**DIRECTIONS:** Write out nothing except the lines running from the one containing "woman, written as integer pixel values." to the last line of the data, exactly as they stand.

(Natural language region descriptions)
--

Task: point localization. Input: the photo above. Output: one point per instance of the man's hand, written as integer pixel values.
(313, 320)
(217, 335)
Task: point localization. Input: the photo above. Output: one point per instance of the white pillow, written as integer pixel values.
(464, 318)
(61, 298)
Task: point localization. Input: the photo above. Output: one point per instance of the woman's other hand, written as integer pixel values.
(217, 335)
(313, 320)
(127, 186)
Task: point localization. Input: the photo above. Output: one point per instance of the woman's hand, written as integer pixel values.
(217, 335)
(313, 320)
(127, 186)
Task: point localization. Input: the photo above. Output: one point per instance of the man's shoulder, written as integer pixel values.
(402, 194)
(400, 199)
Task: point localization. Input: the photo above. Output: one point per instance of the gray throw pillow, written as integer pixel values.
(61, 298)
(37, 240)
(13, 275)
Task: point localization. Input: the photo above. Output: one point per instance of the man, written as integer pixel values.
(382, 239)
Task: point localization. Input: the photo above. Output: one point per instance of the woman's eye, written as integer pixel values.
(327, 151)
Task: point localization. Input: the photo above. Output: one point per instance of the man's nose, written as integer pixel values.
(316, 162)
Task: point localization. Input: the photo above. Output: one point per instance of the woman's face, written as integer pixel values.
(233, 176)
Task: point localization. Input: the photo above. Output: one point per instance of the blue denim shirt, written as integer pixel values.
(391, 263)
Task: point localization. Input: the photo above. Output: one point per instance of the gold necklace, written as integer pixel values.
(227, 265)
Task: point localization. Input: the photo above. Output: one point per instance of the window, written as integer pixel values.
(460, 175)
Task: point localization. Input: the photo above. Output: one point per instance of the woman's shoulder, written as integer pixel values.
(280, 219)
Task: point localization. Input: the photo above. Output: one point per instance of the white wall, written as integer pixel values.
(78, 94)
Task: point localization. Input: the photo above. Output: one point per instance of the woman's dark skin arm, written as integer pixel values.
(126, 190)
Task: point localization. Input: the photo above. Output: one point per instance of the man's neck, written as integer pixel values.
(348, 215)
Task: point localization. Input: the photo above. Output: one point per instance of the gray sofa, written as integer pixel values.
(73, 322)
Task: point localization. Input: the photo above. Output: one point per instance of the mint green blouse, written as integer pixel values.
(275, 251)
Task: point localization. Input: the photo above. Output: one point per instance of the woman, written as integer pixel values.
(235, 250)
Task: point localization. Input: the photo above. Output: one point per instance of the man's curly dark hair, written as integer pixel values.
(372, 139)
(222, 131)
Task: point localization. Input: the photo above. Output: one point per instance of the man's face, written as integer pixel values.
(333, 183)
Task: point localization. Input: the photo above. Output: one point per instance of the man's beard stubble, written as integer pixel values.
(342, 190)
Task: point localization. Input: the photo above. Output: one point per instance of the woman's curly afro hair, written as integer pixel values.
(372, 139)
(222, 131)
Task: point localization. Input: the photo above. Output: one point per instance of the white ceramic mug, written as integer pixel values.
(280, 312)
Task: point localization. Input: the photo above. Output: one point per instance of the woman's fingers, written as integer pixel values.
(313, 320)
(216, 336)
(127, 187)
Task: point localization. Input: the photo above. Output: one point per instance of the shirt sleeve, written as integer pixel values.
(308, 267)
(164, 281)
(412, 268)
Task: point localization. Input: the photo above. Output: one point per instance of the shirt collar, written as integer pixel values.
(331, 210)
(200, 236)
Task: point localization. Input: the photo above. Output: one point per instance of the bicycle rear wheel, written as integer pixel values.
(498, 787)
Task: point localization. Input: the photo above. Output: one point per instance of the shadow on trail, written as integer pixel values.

--

**SOLUTION TO THE EXERCISE:**
Task: point localization. Input: the photo above. Output: one point per instance of the woman, written as integer pixel values.
(235, 250)
Task: point localization. Input: the photo above. Output: one point per instance of the man's curly dark hair, written as integer pixel values.
(372, 139)
(222, 131)
Task: point localization. Input: the photo above. Output: one point per instance of the man's face, written as integer pixel values.
(333, 183)
Task: point localization. Input: the photo above. Output: one point per instance of the man's beard stubble, written as integer pixel values.
(342, 190)
Task: point localization. Input: the photo above. Output: one point per instance of the woman's curly afro hair, written as integer pixel values.
(372, 139)
(222, 131)
Task: point localization. Input: the photo above. Output: one point per instance of the white ceramic mug, written as integer pixel values.
(280, 312)
Task: point localization. Input: the photo above. Output: one point per instance of the woman's fingers, written as integer pixel values.
(313, 320)
(216, 336)
(127, 187)
Task: point localization. Input: the photo above. Output: one point per instance of the shirt sleeve, written as integer pixel values.
(308, 267)
(164, 281)
(412, 268)
Task: point localization. Input: the photo above. Output: one point per instance of the shirt collar, written as integer pixel values.
(331, 210)
(200, 236)
Task: point localization. Input: the photo above. Output: one point per instance of the bicycle rear wheel, written as integer pixel values.
(498, 787)
Task: point localization. Input: the photo above. Output: one point per instance of the shadow on trail, written as integer pixel values.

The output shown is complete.